## Your instructions
Please output the entries below without altering a single character.
Start of Block
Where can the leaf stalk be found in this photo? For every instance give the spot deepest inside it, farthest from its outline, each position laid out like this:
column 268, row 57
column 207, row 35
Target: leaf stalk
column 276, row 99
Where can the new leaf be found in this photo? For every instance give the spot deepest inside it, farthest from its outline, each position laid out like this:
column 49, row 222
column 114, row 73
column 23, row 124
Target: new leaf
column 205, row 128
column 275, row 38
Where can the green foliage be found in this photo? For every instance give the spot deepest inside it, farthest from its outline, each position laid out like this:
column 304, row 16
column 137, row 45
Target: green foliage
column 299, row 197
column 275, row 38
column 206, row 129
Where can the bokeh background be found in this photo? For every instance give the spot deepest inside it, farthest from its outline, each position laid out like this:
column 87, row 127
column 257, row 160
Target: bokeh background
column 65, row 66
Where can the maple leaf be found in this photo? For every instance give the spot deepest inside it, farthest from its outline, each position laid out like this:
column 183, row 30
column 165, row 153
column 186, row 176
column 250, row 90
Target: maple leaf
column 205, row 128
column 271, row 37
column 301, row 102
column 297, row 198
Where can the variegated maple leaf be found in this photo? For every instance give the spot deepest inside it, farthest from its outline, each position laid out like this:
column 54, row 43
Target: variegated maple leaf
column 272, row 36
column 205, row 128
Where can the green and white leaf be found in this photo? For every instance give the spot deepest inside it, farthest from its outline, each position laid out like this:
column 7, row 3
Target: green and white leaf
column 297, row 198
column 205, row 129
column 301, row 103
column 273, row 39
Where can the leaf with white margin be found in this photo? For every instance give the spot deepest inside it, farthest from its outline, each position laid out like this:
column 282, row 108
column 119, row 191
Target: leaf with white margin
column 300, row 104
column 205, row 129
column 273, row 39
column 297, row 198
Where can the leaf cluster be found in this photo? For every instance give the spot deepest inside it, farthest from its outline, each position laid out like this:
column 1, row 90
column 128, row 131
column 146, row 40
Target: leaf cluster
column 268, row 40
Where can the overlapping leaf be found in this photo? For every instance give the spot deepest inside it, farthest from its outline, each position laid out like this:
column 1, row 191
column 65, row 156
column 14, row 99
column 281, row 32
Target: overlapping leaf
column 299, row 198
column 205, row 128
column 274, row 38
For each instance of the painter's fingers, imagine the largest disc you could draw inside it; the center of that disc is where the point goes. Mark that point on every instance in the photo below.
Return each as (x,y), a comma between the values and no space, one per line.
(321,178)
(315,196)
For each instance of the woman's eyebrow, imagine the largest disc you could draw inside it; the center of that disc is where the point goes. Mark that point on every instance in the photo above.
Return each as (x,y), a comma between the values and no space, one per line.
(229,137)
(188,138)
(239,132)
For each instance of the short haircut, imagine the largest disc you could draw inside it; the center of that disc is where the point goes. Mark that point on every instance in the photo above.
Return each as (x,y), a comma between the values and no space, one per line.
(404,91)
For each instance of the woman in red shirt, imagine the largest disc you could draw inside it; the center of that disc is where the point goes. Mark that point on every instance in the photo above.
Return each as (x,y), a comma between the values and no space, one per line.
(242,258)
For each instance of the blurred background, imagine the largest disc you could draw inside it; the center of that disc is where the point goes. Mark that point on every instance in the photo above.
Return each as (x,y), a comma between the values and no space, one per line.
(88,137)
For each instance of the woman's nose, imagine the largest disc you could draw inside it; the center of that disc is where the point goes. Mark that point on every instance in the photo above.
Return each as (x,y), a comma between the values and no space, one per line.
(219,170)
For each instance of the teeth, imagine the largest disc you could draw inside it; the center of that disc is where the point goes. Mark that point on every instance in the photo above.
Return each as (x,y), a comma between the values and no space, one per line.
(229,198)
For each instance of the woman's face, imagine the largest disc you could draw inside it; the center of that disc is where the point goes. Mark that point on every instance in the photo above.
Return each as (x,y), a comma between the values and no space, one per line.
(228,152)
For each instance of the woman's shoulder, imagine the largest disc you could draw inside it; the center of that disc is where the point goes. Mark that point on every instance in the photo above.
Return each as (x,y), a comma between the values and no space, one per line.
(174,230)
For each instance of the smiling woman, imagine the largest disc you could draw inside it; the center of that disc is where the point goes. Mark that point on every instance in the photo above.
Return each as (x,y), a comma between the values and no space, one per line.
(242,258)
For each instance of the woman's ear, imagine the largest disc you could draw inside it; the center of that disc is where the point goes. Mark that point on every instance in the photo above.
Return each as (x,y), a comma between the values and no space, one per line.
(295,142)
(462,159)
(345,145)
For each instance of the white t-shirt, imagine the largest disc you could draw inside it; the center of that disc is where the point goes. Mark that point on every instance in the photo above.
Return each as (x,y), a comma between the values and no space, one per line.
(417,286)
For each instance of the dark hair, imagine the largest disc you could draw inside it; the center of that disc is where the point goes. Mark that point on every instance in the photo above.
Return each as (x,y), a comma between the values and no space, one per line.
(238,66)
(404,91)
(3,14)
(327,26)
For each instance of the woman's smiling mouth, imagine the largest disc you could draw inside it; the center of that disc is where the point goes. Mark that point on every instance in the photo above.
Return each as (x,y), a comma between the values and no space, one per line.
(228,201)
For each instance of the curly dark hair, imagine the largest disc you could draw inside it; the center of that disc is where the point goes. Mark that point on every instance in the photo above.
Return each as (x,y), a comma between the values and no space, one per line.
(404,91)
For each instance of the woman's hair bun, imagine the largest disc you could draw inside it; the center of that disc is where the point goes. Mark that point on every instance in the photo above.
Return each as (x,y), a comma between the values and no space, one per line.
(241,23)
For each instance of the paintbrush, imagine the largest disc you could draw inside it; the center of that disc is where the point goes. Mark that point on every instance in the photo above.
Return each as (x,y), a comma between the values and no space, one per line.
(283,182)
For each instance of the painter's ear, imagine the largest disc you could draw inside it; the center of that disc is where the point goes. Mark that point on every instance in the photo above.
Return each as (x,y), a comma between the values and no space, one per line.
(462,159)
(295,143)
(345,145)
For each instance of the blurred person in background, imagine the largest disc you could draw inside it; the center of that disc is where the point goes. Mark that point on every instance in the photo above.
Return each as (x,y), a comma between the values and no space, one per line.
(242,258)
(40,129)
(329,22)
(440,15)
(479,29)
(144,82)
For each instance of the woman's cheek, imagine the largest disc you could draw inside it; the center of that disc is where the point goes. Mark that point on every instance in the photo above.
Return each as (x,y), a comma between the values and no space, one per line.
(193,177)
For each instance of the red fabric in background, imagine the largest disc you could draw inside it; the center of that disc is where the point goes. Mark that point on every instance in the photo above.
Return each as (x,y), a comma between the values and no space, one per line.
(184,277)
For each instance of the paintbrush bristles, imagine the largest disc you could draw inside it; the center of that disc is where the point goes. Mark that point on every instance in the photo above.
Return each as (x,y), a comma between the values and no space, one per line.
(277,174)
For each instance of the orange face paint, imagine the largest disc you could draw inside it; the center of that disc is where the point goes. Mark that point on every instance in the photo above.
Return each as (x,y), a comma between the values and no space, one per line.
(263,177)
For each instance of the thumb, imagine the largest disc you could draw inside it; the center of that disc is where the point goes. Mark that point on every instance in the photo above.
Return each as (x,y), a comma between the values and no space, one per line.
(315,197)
End of Block
## Solution to this problem
Where can the leaf stalk be found in this photo? For every instance give the spot deepest inside it, farthest from its outline, each position laid out like this:
column 268, row 57
column 207, row 35
Target: leaf stalk
column 276, row 99
Where can the new leaf be found in this photo? For every instance give the spot deepest inside it, farthest from its outline, each position laid out like this:
column 49, row 222
column 114, row 73
column 23, row 124
Target: new leaf
column 205, row 128
column 275, row 38
Where can the green foliage be found in this photo? For every instance give the spot deepest inside it, farthest from its outline, each position laid out like this:
column 304, row 16
column 137, row 45
Target: green foliage
column 299, row 197
column 275, row 38
column 206, row 129
Where can the bokeh background be found in this photo? For every instance give the spot deepest inside it, farthest from its outline, each position laid out like this:
column 87, row 127
column 257, row 160
Target: bokeh background
column 65, row 66
Where can the maple leaf be found in this photo? For every instance give the spot deepest inside it, farthest from its outline, each position laid out like this:
column 183, row 30
column 165, row 153
column 186, row 176
column 250, row 90
Target: maple leaf
column 205, row 128
column 271, row 37
column 301, row 102
column 297, row 198
Where can the variegated maple leaf be found in this photo? For every instance give the spot deepest inside it, farthest from its outline, each position laid out like this:
column 54, row 43
Target: variegated maple leaf
column 272, row 36
column 205, row 128
Where can the green and white leaf be found in this photo? For every instance give the spot deepest inside it, farthest from its outline, each position laid out like this:
column 7, row 3
Target: green and white leaf
column 297, row 198
column 205, row 129
column 301, row 103
column 273, row 39
Where can the leaf with white margin be found in this photo? For every instance give the spot deepest inside it, farthest from its outline, each position laid out like this:
column 282, row 108
column 119, row 191
Target: leaf with white margin
column 300, row 104
column 205, row 129
column 273, row 39
column 297, row 198
Where can the leaf cluster be found in this photo? For every instance give the spot deepest inside it, farthest from its outline, each position laid out like this:
column 1, row 90
column 128, row 131
column 146, row 40
Target: leaf cluster
column 268, row 40
Where can the overlapping leaf be found in this photo? For every instance give the spot deepest inside it, farthest from its outline, each position laid out like this:
column 1, row 191
column 65, row 156
column 14, row 99
column 281, row 32
Target: overlapping leaf
column 299, row 198
column 205, row 128
column 274, row 38
For each instance of the painter's fingers, imagine the largest disc you could draw inside it; the center of that disc is where the point goes. Mark that point on every instance in the photo below.
Return each as (x,y), a comma between the values and no space, one per line.
(321,178)
(315,196)
For each instance of the woman's eyebrow, imagine the largest disc you could draw inside it; the center of that disc is where the point goes. Mark that point on every instance in the photo above.
Return each as (x,y), a comma between the values and no space, one per line.
(229,137)
(188,138)
(239,132)
For each instance of the short haircut, imagine the largest disc you could draw inside it; the center of that disc is where the point goes. Mark that point on every instance in the photo above.
Return each as (x,y), a comma between the values and no space, one per line.
(404,91)
For each instance of the woman in red shirt, imagine the largest disc you could draw inside it; the center of that disc is where the point goes. Mark that point on every instance in the photo above.
Return each as (x,y), a comma between the values and no space, one per line.
(242,258)
For each instance of the blurred background, imagine the largest disc you could draw inside it; the center of that disc is where the point goes. Mark that point on every instance in the photo above.
Return each as (x,y), a comma between the values and no space, one per line.
(88,137)
For each instance of the woman's nose, imagine the largest disc you could draw inside it; the center of that disc is where the point goes. Mark that point on every instance in the photo above.
Return each as (x,y), a comma between the values and no space, one per line.
(219,170)
For each instance of the teeth, imagine the largest disc you could draw inside it; the center of that disc is where the point goes. Mark that point on every instance in the photo above.
Return each as (x,y), a comma between the values and no space, one per line.
(229,198)
For each instance of the woman's face, imagine the largest disc you could draw inside it; the center of that disc is where the point goes. Mark that point on every instance in the photo above.
Return each as (x,y), a comma between the values and no space, one per line.
(228,152)
For each instance of the woman's shoulder, imagine the largest disc you could draw inside it; the center of that disc is where the point goes. Mark that point on every instance in the photo above.
Return each as (x,y), a comma between the values and no space, one per line.
(174,230)
For each instance of the smiling woman, imagine the largest disc you could draw inside it; the center of that disc is where the point goes. Mark that point on every instance in the photo above.
Return each as (x,y), a comma between the values and no space, one per line.
(242,258)
For each instance of the woman's ear, imagine the largest disc you could draw inside it; the center of that disc is where the point goes. Mark that point on every instance in the photo above.
Return each as (x,y), a comma between the values and no space, one per line.
(295,142)
(462,159)
(345,145)
For each instance of the white t-shirt, imagine the largest disc you could draw inside it; the center of that disc is where the point goes. Mark that point on every instance in the photo above.
Return each as (x,y), a comma between the values and no space, one per line.
(417,286)
For each instance of the dark hair, imagine the largest disc you could draw inside it; the center of that disc is where the point goes. Mark that point on every instance in the photo above.
Return each as (x,y), a comma between the values and no space, one per line.
(238,66)
(404,91)
(3,14)
(327,26)
For each instance of the woman's smiling mouth, imagine the largest disc you could draw inside it; the center of that disc is where the point goes. Mark that point on every instance in the photo above.
Return each as (x,y), a comma between the values and no space, one per line.
(228,201)
For each instance of the curly dark hair, imagine the largest disc you could draw inside it; the center of that disc is where the point goes. Mark that point on every instance in the photo above.
Return each as (x,y), a comma between the values and no space, one per line.
(404,91)
For each instance of the woman's hair bun, imagine the largest disc you could draw inside it; the center of that disc is where the point goes. Mark that point on every instance in the photo above.
Return each as (x,y), a comma between the values and no space, one per line.
(241,23)
For each instance of the paintbrush, imagine the largest disc you could draw inside it; the center of that disc is where the point goes. Mark that point on every instance in the photo above.
Return each as (x,y), a comma between the values and no space, one per line.
(283,182)
For each instance of the painter's ear, imagine the largest disc you could draw inside it; the center of that disc is where the point goes. Mark that point on every instance in the photo above.
Return each as (x,y), a comma between the values and no space, one per line.
(462,159)
(295,143)
(345,145)
For each instance of the blurred person in background, imagine the largest disc you could draw inside it; the center of that disc is where the point goes. Mark that point on every instance in the photo above.
Return each as (x,y), a comma between the values and no space, one per line.
(242,258)
(40,129)
(329,22)
(440,15)
(479,29)
(144,82)
For each instance of the woman's cheek, imagine the largest disc you could draw inside it; the center of that disc is where the point goes. Mark that point on every instance in the photo above.
Return each as (x,y), a comma between the values and no space, one per line.
(193,177)
For each instance of the red fabric in background, imagine the largest disc you could draw inside it; the center of that disc is where the point goes. Mark that point on every instance in the photo above.
Return each as (x,y), a comma between the values and no space, one per line.
(184,277)
For each instance of the paintbrush bristles, imagine the largest disc you could draw inside it; the center of that disc is where the point goes. Mark that point on every instance in the photo above.
Return each as (x,y), a comma between the values and no space, one per line.
(277,174)
For each instance of the orange face paint, imagine the largest disc you could draw inside it; the center of that disc is where the point goes. Mark that point on every instance in the photo above.
Return each as (x,y), a comma between the values and no space, one per line.
(263,177)
For each instance of the thumb, imagine the largest disc you could draw inside it; the center of that disc is where the point goes. Mark that point on every instance in the photo above.
Return each as (x,y), a comma between the values and no space, one per line.
(315,197)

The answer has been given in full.